> Stated task
Rewrite the listing below as a numbered list, starting at the line that contains "In the photo above, where can the small" and ending at the line that contains "column 113, row 432". Leave out any blank lines.

> Listed entries
[Start]
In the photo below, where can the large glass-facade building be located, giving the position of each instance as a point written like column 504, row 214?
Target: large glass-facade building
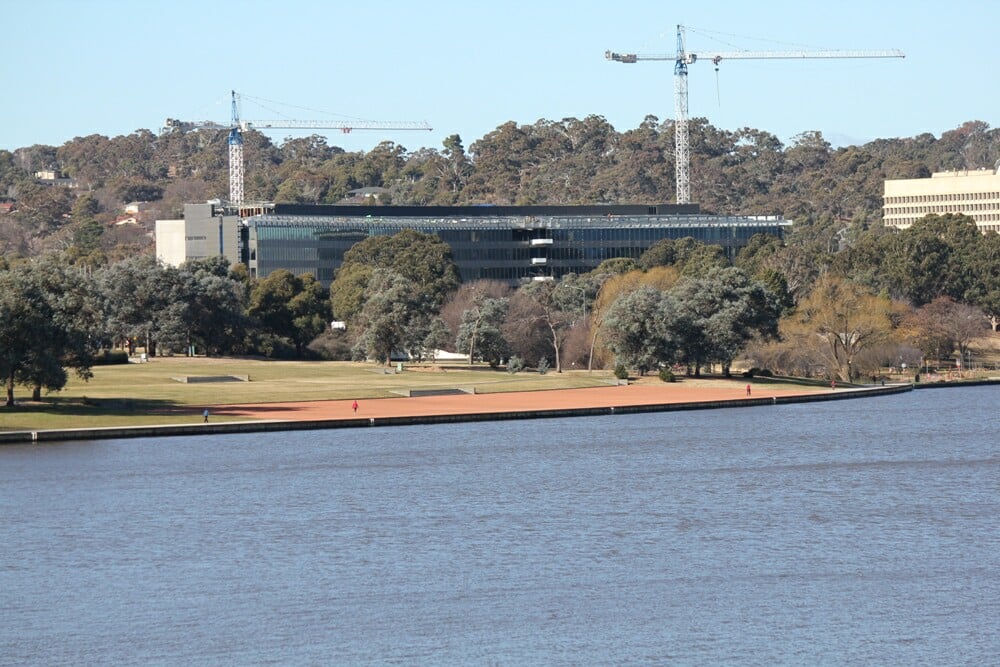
column 507, row 243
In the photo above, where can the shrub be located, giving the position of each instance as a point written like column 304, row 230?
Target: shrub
column 515, row 365
column 110, row 357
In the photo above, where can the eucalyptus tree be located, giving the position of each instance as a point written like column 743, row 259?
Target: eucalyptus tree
column 47, row 321
column 716, row 315
column 291, row 307
column 387, row 316
column 481, row 330
column 635, row 329
column 849, row 318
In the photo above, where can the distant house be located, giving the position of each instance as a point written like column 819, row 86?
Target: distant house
column 364, row 196
column 53, row 177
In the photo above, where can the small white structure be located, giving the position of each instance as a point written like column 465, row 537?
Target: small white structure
column 204, row 232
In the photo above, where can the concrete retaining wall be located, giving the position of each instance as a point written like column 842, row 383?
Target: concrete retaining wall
column 113, row 432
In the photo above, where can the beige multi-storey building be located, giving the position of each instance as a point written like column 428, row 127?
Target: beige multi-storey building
column 972, row 193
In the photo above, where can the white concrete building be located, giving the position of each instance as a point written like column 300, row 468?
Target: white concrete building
column 203, row 232
column 972, row 193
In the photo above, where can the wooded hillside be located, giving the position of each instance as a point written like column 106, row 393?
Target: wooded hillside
column 833, row 195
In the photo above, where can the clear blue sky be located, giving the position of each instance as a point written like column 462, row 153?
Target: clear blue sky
column 72, row 68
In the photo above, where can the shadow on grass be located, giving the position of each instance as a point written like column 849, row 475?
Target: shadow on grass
column 96, row 406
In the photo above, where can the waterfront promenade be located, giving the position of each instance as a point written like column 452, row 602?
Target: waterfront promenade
column 436, row 409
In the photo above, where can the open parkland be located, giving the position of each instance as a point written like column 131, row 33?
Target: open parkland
column 170, row 396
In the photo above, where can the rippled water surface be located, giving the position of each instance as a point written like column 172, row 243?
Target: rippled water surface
column 851, row 532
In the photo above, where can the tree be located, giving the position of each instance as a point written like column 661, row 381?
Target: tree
column 634, row 329
column 207, row 308
column 135, row 295
column 930, row 258
column 846, row 316
column 388, row 313
column 716, row 315
column 481, row 331
column 557, row 307
column 44, row 312
column 422, row 259
column 292, row 307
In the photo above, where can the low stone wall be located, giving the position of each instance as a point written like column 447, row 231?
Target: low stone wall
column 192, row 379
column 443, row 391
column 21, row 437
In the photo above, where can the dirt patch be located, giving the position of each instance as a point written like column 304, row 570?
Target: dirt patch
column 641, row 393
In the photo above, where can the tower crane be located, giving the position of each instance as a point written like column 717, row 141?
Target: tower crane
column 237, row 127
column 683, row 58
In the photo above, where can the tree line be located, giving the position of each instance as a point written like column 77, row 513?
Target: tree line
column 920, row 294
column 834, row 195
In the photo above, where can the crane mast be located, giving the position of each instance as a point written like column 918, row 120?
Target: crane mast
column 683, row 58
column 238, row 126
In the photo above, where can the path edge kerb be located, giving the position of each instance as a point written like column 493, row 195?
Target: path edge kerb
column 268, row 426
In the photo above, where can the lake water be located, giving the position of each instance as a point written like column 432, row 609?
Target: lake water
column 850, row 532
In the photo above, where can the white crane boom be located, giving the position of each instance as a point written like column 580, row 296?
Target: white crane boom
column 683, row 58
column 237, row 127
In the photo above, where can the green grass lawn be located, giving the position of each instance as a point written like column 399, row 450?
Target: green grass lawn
column 142, row 394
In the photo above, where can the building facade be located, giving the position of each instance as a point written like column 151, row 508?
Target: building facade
column 205, row 231
column 506, row 243
column 972, row 193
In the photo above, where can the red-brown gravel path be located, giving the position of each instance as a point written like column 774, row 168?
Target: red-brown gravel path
column 597, row 397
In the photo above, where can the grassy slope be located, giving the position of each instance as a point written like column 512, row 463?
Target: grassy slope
column 135, row 394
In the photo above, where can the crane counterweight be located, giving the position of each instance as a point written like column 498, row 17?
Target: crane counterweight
column 683, row 58
column 237, row 127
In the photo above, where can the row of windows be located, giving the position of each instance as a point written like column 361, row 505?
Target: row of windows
column 978, row 217
column 946, row 208
column 962, row 196
column 503, row 254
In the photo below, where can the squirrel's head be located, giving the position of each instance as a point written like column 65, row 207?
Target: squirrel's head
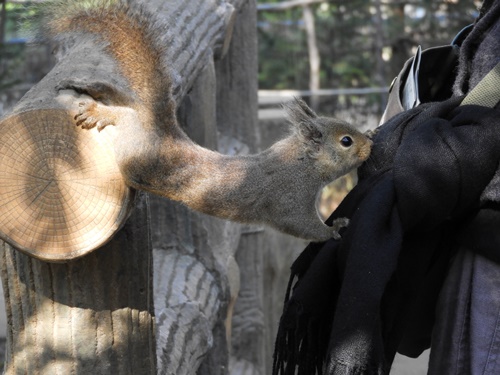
column 334, row 146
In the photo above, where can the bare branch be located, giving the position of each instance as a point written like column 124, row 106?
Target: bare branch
column 287, row 4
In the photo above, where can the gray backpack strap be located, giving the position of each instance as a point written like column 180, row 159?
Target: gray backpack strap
column 487, row 91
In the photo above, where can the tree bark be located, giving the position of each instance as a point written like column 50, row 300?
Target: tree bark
column 95, row 314
column 90, row 315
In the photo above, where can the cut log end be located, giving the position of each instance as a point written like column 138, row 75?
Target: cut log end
column 61, row 192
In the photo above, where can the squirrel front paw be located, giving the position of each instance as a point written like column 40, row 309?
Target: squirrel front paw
column 338, row 224
column 90, row 115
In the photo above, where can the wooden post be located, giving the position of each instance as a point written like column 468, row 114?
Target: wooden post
column 92, row 315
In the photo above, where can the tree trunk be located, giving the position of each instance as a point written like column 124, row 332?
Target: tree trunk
column 314, row 58
column 95, row 314
column 92, row 315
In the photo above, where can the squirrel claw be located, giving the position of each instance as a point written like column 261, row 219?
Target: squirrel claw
column 88, row 116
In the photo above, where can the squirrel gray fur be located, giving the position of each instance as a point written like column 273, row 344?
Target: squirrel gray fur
column 278, row 187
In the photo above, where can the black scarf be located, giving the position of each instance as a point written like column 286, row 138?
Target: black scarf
column 357, row 301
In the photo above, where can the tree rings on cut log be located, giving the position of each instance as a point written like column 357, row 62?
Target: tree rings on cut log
column 61, row 192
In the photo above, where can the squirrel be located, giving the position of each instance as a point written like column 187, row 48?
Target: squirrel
column 278, row 186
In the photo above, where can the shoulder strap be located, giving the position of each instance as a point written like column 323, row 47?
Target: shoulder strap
column 487, row 91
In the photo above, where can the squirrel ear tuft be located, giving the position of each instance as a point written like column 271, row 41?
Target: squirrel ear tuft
column 303, row 119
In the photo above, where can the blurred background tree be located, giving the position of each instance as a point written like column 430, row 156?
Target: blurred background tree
column 339, row 56
column 361, row 46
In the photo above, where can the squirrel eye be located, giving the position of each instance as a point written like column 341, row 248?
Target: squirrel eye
column 346, row 141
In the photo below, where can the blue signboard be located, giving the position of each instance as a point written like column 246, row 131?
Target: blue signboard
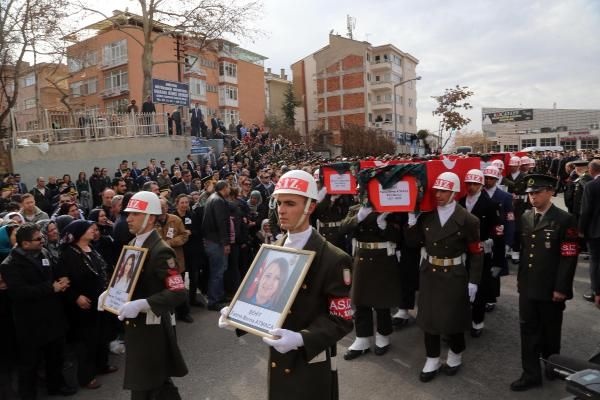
column 169, row 92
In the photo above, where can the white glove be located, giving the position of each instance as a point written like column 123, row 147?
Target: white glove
column 363, row 212
column 381, row 222
column 223, row 324
column 488, row 245
column 321, row 194
column 412, row 218
column 288, row 340
column 131, row 309
column 496, row 271
column 472, row 291
column 101, row 300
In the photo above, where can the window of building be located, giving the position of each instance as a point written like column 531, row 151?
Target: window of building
column 29, row 103
column 589, row 144
column 115, row 53
column 548, row 142
column 528, row 143
column 29, row 79
column 228, row 92
column 116, row 80
column 227, row 69
column 197, row 87
column 568, row 144
column 117, row 106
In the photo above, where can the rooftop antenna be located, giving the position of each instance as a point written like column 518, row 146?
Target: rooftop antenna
column 351, row 25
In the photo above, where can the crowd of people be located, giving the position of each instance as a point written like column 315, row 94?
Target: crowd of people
column 60, row 242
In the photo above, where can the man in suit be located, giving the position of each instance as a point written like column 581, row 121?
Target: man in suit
column 185, row 186
column 589, row 227
column 491, row 176
column 545, row 280
column 153, row 355
column 491, row 234
column 302, row 355
column 38, row 312
column 448, row 285
column 196, row 119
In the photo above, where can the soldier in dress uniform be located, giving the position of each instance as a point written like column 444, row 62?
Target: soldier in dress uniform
column 302, row 360
column 446, row 287
column 545, row 280
column 329, row 213
column 376, row 276
column 491, row 233
column 153, row 355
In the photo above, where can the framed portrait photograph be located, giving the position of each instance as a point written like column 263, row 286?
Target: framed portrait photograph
column 124, row 278
column 268, row 290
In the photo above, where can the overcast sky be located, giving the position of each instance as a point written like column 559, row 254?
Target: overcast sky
column 511, row 53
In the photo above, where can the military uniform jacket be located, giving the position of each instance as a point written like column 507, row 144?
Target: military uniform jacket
column 321, row 313
column 549, row 255
column 152, row 352
column 375, row 272
column 443, row 292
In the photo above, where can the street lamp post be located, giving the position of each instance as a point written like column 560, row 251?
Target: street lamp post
column 418, row 78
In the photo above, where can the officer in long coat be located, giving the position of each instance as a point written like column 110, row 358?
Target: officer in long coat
column 545, row 281
column 491, row 234
column 446, row 287
column 152, row 356
column 376, row 276
column 302, row 358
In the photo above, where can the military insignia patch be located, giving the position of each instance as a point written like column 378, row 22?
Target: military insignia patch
column 347, row 276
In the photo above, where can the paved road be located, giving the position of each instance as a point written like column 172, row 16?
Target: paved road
column 223, row 367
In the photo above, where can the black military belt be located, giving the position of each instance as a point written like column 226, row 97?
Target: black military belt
column 330, row 224
column 444, row 262
column 372, row 246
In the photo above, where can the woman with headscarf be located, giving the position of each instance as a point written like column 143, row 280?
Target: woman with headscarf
column 86, row 271
column 51, row 237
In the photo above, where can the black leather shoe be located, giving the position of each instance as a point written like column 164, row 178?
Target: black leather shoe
column 379, row 351
column 589, row 297
column 428, row 376
column 522, row 384
column 450, row 371
column 476, row 332
column 186, row 318
column 352, row 354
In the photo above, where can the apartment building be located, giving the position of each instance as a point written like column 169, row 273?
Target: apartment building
column 106, row 67
column 275, row 87
column 41, row 88
column 352, row 82
column 512, row 129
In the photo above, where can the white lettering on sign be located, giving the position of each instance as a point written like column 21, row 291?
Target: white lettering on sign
column 397, row 195
column 339, row 182
column 255, row 316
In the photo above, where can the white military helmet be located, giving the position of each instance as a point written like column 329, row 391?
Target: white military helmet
column 145, row 203
column 447, row 181
column 297, row 182
column 492, row 171
column 498, row 163
column 515, row 161
column 474, row 176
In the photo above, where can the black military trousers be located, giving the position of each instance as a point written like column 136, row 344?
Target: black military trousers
column 456, row 342
column 541, row 324
column 363, row 320
column 168, row 391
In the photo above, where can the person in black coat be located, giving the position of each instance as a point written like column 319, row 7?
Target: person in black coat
column 38, row 312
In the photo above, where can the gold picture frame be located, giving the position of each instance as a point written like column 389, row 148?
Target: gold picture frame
column 264, row 298
column 124, row 278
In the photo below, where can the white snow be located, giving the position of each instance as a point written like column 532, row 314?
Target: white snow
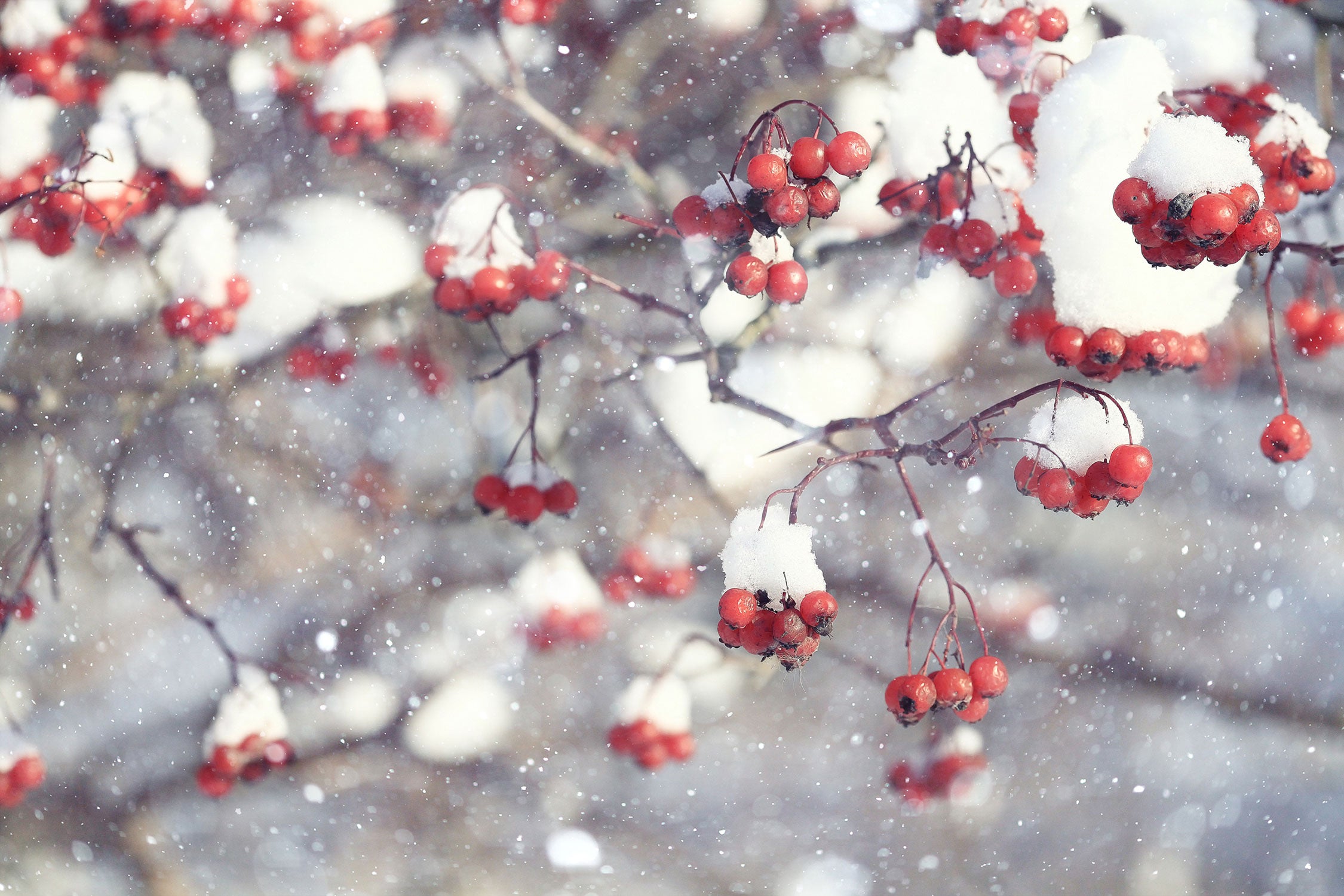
column 1092, row 125
column 250, row 708
column 1194, row 155
column 1081, row 432
column 464, row 718
column 24, row 131
column 352, row 81
column 663, row 700
column 200, row 254
column 776, row 558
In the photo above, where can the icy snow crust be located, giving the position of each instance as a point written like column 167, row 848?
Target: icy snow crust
column 776, row 558
column 1081, row 432
column 1092, row 125
column 250, row 708
column 1194, row 155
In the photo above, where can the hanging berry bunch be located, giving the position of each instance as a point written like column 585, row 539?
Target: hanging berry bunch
column 479, row 260
column 1081, row 455
column 248, row 738
column 655, row 567
column 775, row 601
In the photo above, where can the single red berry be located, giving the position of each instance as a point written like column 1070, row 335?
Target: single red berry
column 1285, row 440
column 819, row 610
column 738, row 607
column 562, row 498
column 787, row 206
column 1066, row 346
column 1053, row 23
column 823, row 198
column 1055, row 489
column 1133, row 201
column 691, row 217
column 953, row 688
column 746, row 274
column 848, row 154
column 524, row 504
column 787, row 283
column 768, row 172
column 808, row 158
column 1014, row 276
[End]
> Written reply
1. In the photo above, where can the small white structure be located, giving the position of each instance as a point written like column 465, row 537?
2. Target: small white structure
3. column 204, row 232
4. In the photo above, where can the concrete retaining wall be located, giving the position of each instance as a point written like column 842, row 383?
5. Target: concrete retaining wall
6. column 113, row 432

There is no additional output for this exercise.